What the task asks:
Below are the records; restate all of them exactly.

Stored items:
========
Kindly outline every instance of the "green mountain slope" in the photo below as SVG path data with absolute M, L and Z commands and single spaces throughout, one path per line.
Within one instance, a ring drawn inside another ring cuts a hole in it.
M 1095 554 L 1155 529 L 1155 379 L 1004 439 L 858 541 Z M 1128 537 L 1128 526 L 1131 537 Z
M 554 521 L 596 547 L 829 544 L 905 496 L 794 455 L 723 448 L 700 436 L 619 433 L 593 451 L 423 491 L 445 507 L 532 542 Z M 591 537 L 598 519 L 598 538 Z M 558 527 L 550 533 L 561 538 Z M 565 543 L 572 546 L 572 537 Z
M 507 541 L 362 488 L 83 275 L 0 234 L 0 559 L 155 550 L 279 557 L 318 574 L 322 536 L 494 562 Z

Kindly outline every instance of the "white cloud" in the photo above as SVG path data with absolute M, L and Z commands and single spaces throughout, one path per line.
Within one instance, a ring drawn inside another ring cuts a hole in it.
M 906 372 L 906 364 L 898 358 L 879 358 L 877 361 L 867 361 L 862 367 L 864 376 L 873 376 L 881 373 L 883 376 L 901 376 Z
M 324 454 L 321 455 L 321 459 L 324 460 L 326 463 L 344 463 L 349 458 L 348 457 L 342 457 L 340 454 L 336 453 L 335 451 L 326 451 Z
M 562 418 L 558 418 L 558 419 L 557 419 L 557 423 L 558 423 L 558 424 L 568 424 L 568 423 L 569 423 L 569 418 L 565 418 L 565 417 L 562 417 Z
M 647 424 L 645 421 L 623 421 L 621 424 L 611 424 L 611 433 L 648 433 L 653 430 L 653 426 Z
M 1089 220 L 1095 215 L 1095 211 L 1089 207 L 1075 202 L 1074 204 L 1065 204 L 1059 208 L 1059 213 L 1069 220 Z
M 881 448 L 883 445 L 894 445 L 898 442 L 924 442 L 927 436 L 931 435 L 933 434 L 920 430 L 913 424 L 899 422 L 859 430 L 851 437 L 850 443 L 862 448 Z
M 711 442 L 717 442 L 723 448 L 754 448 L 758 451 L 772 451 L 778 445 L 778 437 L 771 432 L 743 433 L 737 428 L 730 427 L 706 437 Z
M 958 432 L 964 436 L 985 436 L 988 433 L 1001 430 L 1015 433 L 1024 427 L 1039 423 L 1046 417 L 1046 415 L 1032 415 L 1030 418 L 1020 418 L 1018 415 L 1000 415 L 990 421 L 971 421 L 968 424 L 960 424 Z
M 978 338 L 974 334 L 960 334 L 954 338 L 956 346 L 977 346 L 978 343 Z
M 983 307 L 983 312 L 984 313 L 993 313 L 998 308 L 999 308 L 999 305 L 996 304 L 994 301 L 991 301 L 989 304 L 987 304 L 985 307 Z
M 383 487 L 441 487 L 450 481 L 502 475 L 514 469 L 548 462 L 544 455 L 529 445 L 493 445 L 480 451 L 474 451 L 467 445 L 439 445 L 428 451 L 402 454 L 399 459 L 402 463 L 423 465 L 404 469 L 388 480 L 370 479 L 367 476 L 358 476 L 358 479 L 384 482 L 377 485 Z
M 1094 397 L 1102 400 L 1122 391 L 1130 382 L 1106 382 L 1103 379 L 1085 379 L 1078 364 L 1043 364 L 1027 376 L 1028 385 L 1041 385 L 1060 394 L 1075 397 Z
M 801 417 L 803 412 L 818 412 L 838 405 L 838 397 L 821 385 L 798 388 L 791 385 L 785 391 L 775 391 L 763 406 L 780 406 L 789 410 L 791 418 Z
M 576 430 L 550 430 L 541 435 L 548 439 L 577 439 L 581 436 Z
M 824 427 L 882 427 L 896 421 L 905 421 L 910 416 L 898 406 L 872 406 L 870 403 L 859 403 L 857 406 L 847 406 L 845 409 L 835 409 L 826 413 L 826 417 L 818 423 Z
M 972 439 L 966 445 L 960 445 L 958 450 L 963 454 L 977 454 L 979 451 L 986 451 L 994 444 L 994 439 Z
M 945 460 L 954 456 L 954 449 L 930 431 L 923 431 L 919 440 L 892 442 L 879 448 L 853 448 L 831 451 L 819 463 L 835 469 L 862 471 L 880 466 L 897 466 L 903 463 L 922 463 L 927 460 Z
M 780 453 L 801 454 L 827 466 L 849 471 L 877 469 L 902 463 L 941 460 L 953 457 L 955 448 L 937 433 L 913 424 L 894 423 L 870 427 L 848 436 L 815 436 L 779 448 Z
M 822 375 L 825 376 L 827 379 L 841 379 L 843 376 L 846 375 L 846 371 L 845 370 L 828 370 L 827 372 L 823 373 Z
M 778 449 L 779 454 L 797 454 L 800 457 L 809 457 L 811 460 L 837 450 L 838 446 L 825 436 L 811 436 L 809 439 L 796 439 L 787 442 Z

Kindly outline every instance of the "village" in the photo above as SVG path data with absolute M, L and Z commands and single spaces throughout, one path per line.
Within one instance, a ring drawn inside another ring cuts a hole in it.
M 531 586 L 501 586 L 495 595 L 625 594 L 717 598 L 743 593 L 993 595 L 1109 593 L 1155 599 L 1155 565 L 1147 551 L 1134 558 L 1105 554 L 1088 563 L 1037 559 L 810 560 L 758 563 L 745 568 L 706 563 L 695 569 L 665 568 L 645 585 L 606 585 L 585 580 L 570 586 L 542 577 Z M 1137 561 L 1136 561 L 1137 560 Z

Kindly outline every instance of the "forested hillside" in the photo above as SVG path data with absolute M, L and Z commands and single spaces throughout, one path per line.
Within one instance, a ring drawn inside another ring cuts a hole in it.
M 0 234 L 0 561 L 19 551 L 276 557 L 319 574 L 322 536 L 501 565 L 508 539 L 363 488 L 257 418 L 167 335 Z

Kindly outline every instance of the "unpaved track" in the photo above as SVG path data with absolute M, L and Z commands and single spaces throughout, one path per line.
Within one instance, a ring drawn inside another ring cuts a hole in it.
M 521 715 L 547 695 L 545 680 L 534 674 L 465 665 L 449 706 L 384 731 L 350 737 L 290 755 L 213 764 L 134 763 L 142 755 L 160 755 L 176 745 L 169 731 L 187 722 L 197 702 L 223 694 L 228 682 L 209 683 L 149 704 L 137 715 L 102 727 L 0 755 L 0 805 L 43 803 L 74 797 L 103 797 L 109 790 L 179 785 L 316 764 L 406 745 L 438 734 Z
========
Solution below:
Kindly outline every instance of the "green mountain slope" in the photo below as SVG path data with absolute M, L and Z commands and single spaces throughout, one path per line.
Within one instance, a ring drawn inside another ring cuts a hole in it.
M 1095 554 L 1155 529 L 1155 379 L 1004 439 L 858 541 Z M 1128 537 L 1128 526 L 1131 537 Z
M 554 521 L 596 547 L 829 544 L 905 496 L 794 455 L 723 448 L 700 436 L 619 433 L 593 451 L 423 491 L 445 507 L 532 542 Z M 591 537 L 598 519 L 598 538 Z M 558 527 L 550 533 L 561 538 Z M 565 543 L 572 546 L 572 537 Z
M 507 541 L 362 488 L 83 275 L 0 234 L 0 559 L 155 550 L 279 557 L 318 574 L 322 536 L 494 562 Z

Kindly outline every instance of the "white cloud" in the photo above as SVG path data with absolute M, L and Z commands and single spaces throughout, one path per line.
Within one instance, a ring drawn inside another ring cuts a hole in it.
M 906 372 L 906 364 L 898 358 L 879 358 L 877 361 L 867 361 L 862 367 L 864 376 L 873 376 L 881 373 L 883 376 L 901 376 Z
M 324 454 L 321 455 L 321 459 L 324 460 L 326 463 L 344 463 L 349 458 L 348 457 L 342 457 L 340 454 L 336 453 L 335 451 L 326 451 Z
M 562 418 L 558 418 L 558 419 L 557 419 L 557 423 L 558 423 L 558 424 L 568 424 L 568 423 L 569 423 L 569 418 L 565 418 L 565 417 L 562 417 Z
M 647 424 L 645 421 L 623 421 L 621 424 L 611 424 L 611 433 L 648 433 L 653 430 L 653 426 Z
M 1089 220 L 1095 215 L 1095 211 L 1089 207 L 1075 202 L 1074 204 L 1065 204 L 1059 208 L 1059 213 L 1069 220 Z
M 881 448 L 883 445 L 894 445 L 898 442 L 924 442 L 927 436 L 931 435 L 933 434 L 920 430 L 913 424 L 899 422 L 859 430 L 851 437 L 850 443 L 862 448 Z
M 711 442 L 717 442 L 723 448 L 754 448 L 758 451 L 772 451 L 778 445 L 778 437 L 771 432 L 743 433 L 737 428 L 730 427 L 706 437 Z
M 958 432 L 964 436 L 985 436 L 988 433 L 1001 430 L 1015 433 L 1024 427 L 1039 423 L 1046 417 L 1046 415 L 1032 415 L 1030 418 L 1020 418 L 1018 415 L 1000 415 L 990 421 L 971 421 L 968 424 L 960 424 Z
M 978 338 L 974 334 L 960 334 L 954 338 L 956 346 L 977 346 L 978 343 Z
M 983 307 L 983 312 L 984 313 L 993 313 L 998 308 L 999 308 L 999 305 L 996 304 L 994 301 L 991 301 L 989 304 L 987 304 L 985 307 Z
M 383 487 L 441 487 L 450 481 L 502 475 L 514 469 L 548 462 L 544 455 L 529 445 L 493 445 L 480 451 L 474 451 L 467 445 L 439 445 L 428 451 L 402 454 L 399 459 L 402 463 L 423 465 L 404 469 L 388 480 L 370 479 L 367 476 L 358 476 L 358 479 L 384 482 L 377 485 Z
M 1094 397 L 1102 400 L 1122 391 L 1130 382 L 1106 382 L 1103 379 L 1085 379 L 1078 364 L 1043 364 L 1027 376 L 1028 385 L 1041 385 L 1060 394 L 1075 397 Z
M 801 417 L 803 412 L 818 412 L 838 405 L 838 397 L 821 385 L 798 388 L 791 385 L 785 391 L 775 391 L 763 406 L 780 406 L 789 410 L 791 418 Z
M 576 430 L 550 430 L 541 435 L 548 439 L 577 439 L 581 436 Z
M 824 427 L 882 427 L 896 421 L 905 421 L 910 416 L 898 406 L 872 406 L 870 403 L 859 403 L 857 406 L 847 406 L 845 409 L 835 409 L 826 413 L 826 417 L 818 423 Z
M 972 439 L 966 445 L 960 445 L 958 450 L 963 454 L 977 454 L 979 451 L 986 451 L 994 444 L 994 439 Z
M 945 460 L 954 456 L 954 449 L 930 431 L 923 431 L 919 440 L 892 442 L 879 448 L 853 448 L 831 451 L 819 463 L 835 469 L 862 471 L 880 466 L 897 466 L 903 463 L 922 463 L 927 460 Z
M 780 453 L 801 454 L 827 466 L 849 471 L 877 469 L 902 463 L 941 460 L 953 457 L 955 448 L 937 433 L 913 424 L 894 423 L 870 427 L 848 436 L 815 436 L 779 448 Z
M 822 375 L 825 376 L 827 379 L 841 379 L 843 376 L 846 375 L 846 371 L 845 370 L 828 370 L 827 372 L 823 373 Z
M 778 449 L 779 454 L 797 454 L 800 457 L 809 457 L 811 460 L 837 450 L 838 446 L 825 436 L 811 436 L 809 439 L 796 439 L 787 442 Z

Kindly outline every instance of the "village" in the photo above as SVG path data with absolute M, L and Z commands and single spaces throughout, one path per line.
Within one instance, a ring drawn inside another ring cuts a hole in it.
M 531 586 L 501 586 L 495 595 L 625 594 L 717 598 L 743 593 L 993 595 L 1109 593 L 1155 599 L 1155 565 L 1147 551 L 1134 558 L 1105 554 L 1088 563 L 1037 559 L 810 560 L 758 563 L 745 568 L 706 563 L 695 569 L 665 568 L 645 585 L 606 585 L 585 580 L 570 586 L 542 577 Z M 1137 561 L 1136 561 L 1137 560 Z

Kindly outline every instance of the "forested hillside" in the photo above as SVG path data with absolute M, L and Z commands and single spaces throughout, one path per line.
Within one instance, a ring drawn inside another ring cuts a hole in it.
M 0 234 L 0 561 L 19 551 L 276 557 L 319 574 L 322 536 L 501 565 L 508 539 L 363 488 L 257 418 L 167 335 Z

Kindly outline every instance of the "unpaved track" in the photo above as SVG path data with absolute M, L and Z commands and single spaces throughout, one path per line.
Within one instance, a ring drawn inside another ring cuts a hole in it.
M 521 715 L 547 695 L 545 680 L 534 674 L 465 665 L 449 706 L 384 731 L 350 737 L 290 755 L 213 764 L 134 763 L 142 755 L 160 755 L 176 745 L 169 731 L 187 722 L 197 702 L 223 694 L 228 682 L 209 683 L 149 704 L 137 715 L 102 727 L 0 755 L 0 805 L 43 803 L 74 797 L 103 797 L 109 790 L 179 785 L 316 764 L 406 745 L 438 734 Z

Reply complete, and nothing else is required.